Collected data entries
+===+

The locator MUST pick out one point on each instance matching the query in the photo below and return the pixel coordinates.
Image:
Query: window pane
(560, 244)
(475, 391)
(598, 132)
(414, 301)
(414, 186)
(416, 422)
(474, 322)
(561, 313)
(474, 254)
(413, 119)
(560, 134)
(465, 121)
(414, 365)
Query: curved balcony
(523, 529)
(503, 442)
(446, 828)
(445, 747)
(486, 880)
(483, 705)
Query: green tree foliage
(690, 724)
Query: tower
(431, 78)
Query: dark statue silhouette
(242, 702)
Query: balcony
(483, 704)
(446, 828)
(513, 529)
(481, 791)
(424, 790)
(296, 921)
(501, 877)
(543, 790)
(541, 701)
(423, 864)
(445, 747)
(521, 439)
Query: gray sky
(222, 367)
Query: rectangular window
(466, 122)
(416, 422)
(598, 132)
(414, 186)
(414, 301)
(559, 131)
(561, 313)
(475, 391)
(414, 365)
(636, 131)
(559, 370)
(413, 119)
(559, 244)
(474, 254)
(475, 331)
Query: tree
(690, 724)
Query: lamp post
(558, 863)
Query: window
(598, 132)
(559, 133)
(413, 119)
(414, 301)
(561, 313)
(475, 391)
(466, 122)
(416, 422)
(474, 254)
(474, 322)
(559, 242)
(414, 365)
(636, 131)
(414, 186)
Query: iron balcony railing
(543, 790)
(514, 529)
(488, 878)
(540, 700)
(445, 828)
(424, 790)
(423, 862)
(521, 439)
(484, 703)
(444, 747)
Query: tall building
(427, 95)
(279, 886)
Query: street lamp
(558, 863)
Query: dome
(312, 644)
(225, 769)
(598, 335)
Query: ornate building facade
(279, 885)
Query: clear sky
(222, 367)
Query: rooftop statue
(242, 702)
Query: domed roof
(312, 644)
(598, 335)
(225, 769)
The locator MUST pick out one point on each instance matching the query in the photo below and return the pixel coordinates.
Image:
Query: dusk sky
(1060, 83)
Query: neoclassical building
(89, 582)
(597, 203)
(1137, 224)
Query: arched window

+===+

What is needed:
Restating the data word for word is the whole task.

Exercise response:
The locator MUST pick out one point on each instance matching the query in the photo below and return the pixel coordinates.
Image:
Query: window pane
(560, 244)
(475, 391)
(598, 132)
(414, 301)
(414, 186)
(416, 422)
(474, 322)
(561, 313)
(474, 254)
(413, 119)
(560, 134)
(465, 121)
(414, 365)
Query: curved balcony
(523, 529)
(503, 442)
(446, 828)
(445, 747)
(486, 880)
(483, 705)
Query: green tree foliage
(690, 724)
Query: tower
(431, 78)
Query: dark statue silhouette
(242, 702)
Query: balcony
(483, 704)
(446, 828)
(513, 529)
(481, 791)
(424, 790)
(296, 921)
(501, 877)
(543, 790)
(541, 701)
(423, 864)
(445, 747)
(521, 439)
Query: gray sky
(222, 367)
Query: rectangular window
(466, 122)
(416, 422)
(598, 132)
(414, 186)
(414, 301)
(559, 131)
(561, 313)
(475, 391)
(414, 365)
(636, 131)
(559, 370)
(413, 119)
(559, 244)
(474, 254)
(475, 331)
Query: tree
(690, 724)
Query: lamp post
(558, 863)
Query: window
(598, 132)
(559, 133)
(413, 119)
(414, 301)
(561, 313)
(475, 391)
(466, 122)
(416, 422)
(474, 254)
(474, 322)
(559, 242)
(414, 365)
(636, 131)
(414, 186)
Query: iron balcony railing
(543, 790)
(514, 529)
(488, 878)
(540, 700)
(445, 828)
(424, 790)
(423, 862)
(521, 439)
(484, 703)
(444, 747)
Query: tall building
(427, 95)
(279, 886)
Query: street lamp
(558, 863)
Query: dome
(312, 644)
(225, 769)
(598, 335)
Query: ornate building facade
(279, 885)
Query: clear sky
(222, 367)
Query: rooftop statue
(242, 702)
Query: domed roof
(312, 644)
(598, 335)
(225, 769)
The locator MUST pick out one point on each instance matching the query in the photo below and return the pixel coordinates.
Image:
Query: dusk sky
(1060, 83)
Query: neoclassical building
(89, 582)
(597, 203)
(1137, 224)
Query: arched window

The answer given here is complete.